··· Bacaan Pilihan
Makalah Kepemimpinan

BAB II
PEMBAHASAN
A.    Pengertian Pemimpin
Dalam bahasa Indonesia "pemimpin" sering disebut penghulu, pemuka, pelopor, pembina, panutan, pembimbing, pengurus, penggerak, ketua, kepala, penuntun, raja, dan sebagainya. Sedangkan istilah memimpin digunakan dalam konteks hasil penggunaan peran seseorang berkaitan dengan kemampuannya mempengaruhi orang lain dengan berbagai cara.
Sejak zaman dahulu, para filsafat telah mencari apa makna pemimpin, hingga sekarang telah memberikan banyak definisi tentang pemimpin. Berikut pendapat beberapa ahli tentang pemimpin:[1]
a.       Menurut Drs. H. Malayu S.P. Hasibuan, Pemimpin adalah seseorang dengan wewenang kepemimpinannya mengarahkan anggotanya untuk mengerjakan sebagian dari pekerjaannya dalam mencapai tujuan.
b.      Menurut Robert Tanembaum, Pemimpin adalah mereka yang menggunakan wewenang formal untuk mengorganisasikan, mengarahkan, mengontrol para anggota yang bertanggung jawab, supaya semua bagian pekerjaan dikoordinasi demi mencapai tujuan perusahaan.
c.       Menurut Lao Tzu, Pemimpin yang baik adalah seorang yang membantu mengembangkan orang lain, sehingga akhirnya mereka tidak lagi memerlukan pemimpinnya itu.
d.      Menurut Davis and Filley, Pemimpin adalah seseorang yang menduduki suatu posisi manajemen atau seseorang yang melakukan suatu pekerjaan memimpin.
e.       Sedangakn menurut Pancasila, Pemimpin harus bersikap sebagai pengasuh yang mendorong, menuntun, dan membimbing asuhannya.
B.     Syarat Pemimpin
Tidak diragukan lagi bahwa Muhammad Rasululloh Saw adalah sosok manusia yang paling ideal, sempurna dalam segala hal. Beliau bukan hanya seorang nabi dan rasul pilihan, juga sebagai kepala rumah tangga yang harmonis bagi keluarga-keluarganya, sahabat yang baik bagi sesamanya, guru yang berhasil bagi murid-muridnya, teladan bagi ummatnya, panglima yang berwibawa bagi prajuritnya dan pemimpin yang besar bagi kaumnya.
Segala akhlak mulia ada padanya, sehingga Allah sebagai Pencipta pun memujinya,
Dan Sesungguhnya kamu benar-benar berbudi pekerti yang agung.
Sesungguhnya Telah ada pada (diri) Rasulullah itu suri teladan yang baik bagimu (yaitu) bagi orang yang mengharap (rahmat) Allah dan (kedatangan) hari kiamat dan dia banyak menyebut Allah.
Keberhasilan beliau sebagai Pemimpin, dilandasi sifat-sifat / kriteria-kriteria pemimpin yang ideal:[2]
1)      Bertaqwa kepada Allah Swt
Sebagai syarat muthlak sebagai pemimpin. yang telah menjadi karakter kepribadiannya.
······
● Tujuan: Cetaklah secara persis bagian bacaan tentang kepemimpinan mulai dari "b.      Menurut Robert" sampai dengan "suatu pekerjaan memimpin.". Data berikut tidak berperan sama sekali dalam tugas ini.
··· Data
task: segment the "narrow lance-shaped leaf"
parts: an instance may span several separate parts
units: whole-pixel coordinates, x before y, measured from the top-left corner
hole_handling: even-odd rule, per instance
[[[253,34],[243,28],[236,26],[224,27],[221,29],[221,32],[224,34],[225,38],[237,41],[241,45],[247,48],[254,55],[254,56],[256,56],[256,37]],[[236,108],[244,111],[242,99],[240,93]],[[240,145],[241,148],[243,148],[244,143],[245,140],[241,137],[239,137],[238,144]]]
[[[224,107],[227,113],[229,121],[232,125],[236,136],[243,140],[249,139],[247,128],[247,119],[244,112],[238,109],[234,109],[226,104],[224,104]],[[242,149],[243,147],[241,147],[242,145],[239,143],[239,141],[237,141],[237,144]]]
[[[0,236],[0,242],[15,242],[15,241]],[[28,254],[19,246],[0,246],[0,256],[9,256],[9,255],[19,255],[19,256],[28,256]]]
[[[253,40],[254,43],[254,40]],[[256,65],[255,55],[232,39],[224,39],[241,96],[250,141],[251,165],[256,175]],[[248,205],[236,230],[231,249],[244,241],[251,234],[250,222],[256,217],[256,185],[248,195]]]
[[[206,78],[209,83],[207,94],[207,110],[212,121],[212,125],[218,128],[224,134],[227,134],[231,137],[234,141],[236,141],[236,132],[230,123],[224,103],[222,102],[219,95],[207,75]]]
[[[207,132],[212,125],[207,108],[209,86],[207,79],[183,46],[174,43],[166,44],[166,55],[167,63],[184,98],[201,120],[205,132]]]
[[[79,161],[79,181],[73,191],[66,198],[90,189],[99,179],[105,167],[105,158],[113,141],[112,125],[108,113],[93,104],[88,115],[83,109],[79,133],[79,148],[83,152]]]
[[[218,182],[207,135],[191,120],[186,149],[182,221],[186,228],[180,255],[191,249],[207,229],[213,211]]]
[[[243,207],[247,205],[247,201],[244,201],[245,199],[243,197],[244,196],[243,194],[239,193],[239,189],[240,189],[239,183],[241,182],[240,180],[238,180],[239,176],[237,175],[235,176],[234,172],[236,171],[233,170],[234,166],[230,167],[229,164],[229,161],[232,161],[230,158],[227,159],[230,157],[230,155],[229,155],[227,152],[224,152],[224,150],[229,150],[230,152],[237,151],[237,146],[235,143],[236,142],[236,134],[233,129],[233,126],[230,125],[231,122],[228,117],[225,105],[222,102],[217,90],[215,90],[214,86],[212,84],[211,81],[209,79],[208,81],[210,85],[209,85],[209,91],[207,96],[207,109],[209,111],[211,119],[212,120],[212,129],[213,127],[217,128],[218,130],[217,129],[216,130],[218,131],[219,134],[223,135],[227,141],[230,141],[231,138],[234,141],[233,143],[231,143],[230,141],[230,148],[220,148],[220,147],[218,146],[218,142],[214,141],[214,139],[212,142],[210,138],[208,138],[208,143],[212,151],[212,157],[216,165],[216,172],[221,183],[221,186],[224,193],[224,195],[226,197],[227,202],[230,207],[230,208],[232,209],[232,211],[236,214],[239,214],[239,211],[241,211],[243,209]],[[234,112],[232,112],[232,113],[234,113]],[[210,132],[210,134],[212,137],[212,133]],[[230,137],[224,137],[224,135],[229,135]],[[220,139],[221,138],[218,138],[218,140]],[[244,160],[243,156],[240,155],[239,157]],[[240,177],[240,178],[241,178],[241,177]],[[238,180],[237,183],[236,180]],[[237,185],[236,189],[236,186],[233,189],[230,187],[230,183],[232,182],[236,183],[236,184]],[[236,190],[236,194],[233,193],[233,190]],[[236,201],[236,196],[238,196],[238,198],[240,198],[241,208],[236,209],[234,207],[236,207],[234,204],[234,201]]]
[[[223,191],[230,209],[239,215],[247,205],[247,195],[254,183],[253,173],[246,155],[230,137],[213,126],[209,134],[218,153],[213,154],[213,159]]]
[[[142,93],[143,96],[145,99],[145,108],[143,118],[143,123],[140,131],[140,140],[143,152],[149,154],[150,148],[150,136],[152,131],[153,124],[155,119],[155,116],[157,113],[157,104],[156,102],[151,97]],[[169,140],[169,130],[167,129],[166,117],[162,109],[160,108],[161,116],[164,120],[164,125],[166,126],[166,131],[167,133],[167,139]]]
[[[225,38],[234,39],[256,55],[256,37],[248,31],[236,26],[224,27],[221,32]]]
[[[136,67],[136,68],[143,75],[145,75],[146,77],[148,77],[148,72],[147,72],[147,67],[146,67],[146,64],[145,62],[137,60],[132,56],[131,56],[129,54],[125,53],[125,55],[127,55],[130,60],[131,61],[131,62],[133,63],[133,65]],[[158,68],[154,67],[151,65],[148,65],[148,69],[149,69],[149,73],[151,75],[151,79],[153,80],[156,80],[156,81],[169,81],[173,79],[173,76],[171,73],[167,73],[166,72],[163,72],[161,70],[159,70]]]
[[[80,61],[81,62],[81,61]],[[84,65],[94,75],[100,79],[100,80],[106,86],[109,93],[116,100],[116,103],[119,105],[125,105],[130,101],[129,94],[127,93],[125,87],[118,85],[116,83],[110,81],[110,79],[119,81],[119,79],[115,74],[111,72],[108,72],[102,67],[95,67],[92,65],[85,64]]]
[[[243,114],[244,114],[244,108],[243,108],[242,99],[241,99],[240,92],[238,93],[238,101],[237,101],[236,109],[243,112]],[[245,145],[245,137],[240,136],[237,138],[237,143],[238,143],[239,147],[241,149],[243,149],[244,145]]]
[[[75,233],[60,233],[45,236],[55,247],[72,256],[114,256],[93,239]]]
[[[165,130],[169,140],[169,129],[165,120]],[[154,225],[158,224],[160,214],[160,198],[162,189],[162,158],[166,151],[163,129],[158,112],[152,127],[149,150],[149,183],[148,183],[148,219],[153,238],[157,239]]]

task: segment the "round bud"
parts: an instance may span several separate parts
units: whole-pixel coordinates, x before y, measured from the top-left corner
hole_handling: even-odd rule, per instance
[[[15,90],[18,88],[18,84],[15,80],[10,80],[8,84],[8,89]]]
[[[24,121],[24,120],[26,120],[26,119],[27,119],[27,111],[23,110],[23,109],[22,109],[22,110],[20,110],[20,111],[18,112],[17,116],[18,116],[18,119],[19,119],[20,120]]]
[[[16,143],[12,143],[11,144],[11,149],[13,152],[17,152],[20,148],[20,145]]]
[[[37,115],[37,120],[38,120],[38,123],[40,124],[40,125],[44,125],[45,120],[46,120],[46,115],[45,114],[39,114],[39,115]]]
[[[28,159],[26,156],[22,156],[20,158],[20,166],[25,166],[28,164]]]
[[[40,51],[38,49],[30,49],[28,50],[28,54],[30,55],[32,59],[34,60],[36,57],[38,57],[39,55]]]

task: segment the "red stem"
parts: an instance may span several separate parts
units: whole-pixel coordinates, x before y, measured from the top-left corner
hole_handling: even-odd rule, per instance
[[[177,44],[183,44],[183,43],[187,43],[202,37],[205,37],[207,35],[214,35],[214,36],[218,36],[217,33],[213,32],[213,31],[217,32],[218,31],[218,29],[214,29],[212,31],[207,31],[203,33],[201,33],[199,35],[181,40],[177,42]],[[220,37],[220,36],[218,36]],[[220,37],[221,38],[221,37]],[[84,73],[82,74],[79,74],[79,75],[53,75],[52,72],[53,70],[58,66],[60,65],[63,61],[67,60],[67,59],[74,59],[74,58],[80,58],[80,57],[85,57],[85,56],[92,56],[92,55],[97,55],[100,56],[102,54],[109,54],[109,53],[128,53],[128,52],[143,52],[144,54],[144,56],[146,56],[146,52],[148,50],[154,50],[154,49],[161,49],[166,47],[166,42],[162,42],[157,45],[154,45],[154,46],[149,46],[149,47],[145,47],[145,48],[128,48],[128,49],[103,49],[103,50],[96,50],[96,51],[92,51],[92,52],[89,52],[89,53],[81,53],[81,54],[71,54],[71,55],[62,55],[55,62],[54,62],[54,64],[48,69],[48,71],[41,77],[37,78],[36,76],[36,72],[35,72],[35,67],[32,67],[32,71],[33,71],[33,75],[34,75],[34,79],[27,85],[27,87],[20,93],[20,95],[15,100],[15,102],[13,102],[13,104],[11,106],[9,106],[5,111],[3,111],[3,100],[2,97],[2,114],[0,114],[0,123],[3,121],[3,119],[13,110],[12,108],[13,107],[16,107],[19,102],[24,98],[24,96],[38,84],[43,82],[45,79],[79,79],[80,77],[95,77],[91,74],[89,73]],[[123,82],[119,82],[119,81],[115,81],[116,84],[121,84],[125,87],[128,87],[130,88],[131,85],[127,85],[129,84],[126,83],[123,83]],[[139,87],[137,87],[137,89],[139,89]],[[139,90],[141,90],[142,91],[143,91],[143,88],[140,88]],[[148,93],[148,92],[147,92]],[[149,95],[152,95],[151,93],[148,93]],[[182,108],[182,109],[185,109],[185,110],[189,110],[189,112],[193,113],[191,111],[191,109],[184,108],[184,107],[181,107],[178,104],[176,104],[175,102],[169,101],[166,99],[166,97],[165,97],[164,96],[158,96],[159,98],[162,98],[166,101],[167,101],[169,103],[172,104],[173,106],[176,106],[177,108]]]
······
● Jawaban Benar:
b.      Menurut Robert Tanembaum, Pemimpin adalah mereka yang menggunakan wewenang formal untuk mengorganisasikan, mengarahkan, mengontrol para anggota yang bertanggung jawab, supaya semua bagian pekerjaan dikoordinasi demi mencapai tujuan perusahaan.
c.       Menurut Lao Tzu, Pemimpin yang baik adalah seorang yang membantu mengembangkan orang lain, sehingga akhirnya mereka tidak lagi memerlukan pemimpinnya itu.
d.      Menurut Davis and Filley, Pemimpin adalah seseorang yang menduduki suatu posisi manajemen atau seseorang yang melakukan suatu pekerjaan memimpin.